Segmentation annotation records
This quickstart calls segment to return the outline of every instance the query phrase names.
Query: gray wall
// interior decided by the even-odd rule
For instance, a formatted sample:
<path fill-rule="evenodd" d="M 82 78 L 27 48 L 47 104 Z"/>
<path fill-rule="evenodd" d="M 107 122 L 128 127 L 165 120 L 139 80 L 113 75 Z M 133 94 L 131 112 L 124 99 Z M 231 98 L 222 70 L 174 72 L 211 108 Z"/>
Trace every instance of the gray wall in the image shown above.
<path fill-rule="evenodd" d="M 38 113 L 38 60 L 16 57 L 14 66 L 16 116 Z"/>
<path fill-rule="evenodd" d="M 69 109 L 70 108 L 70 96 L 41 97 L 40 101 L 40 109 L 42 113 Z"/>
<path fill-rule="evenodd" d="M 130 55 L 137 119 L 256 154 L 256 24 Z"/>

Stated exercise: Rewrite every line of the records with "gray wall" changed to "brick wall" and everything else left as it is.

Solution to this exercise:
This quickstart calls segment to return the outline of every instance the query phrase names.
Query: brick wall
// interior decided by the even-odd rule
For instance, a formatted sample:
<path fill-rule="evenodd" d="M 82 78 L 27 48 L 47 104 Z"/>
<path fill-rule="evenodd" d="M 107 122 L 128 127 L 165 120 L 139 80 L 113 75 Z M 133 94 L 131 112 L 124 99 Z M 231 98 L 222 70 L 174 72 L 211 108 Z"/>
Trace every instance of the brick wall in the image shown above.
<path fill-rule="evenodd" d="M 38 113 L 38 60 L 16 57 L 14 66 L 16 116 Z"/>
<path fill-rule="evenodd" d="M 69 109 L 70 108 L 70 96 L 41 97 L 40 101 L 40 109 L 42 113 Z"/>
<path fill-rule="evenodd" d="M 130 55 L 137 119 L 256 154 L 256 24 Z"/>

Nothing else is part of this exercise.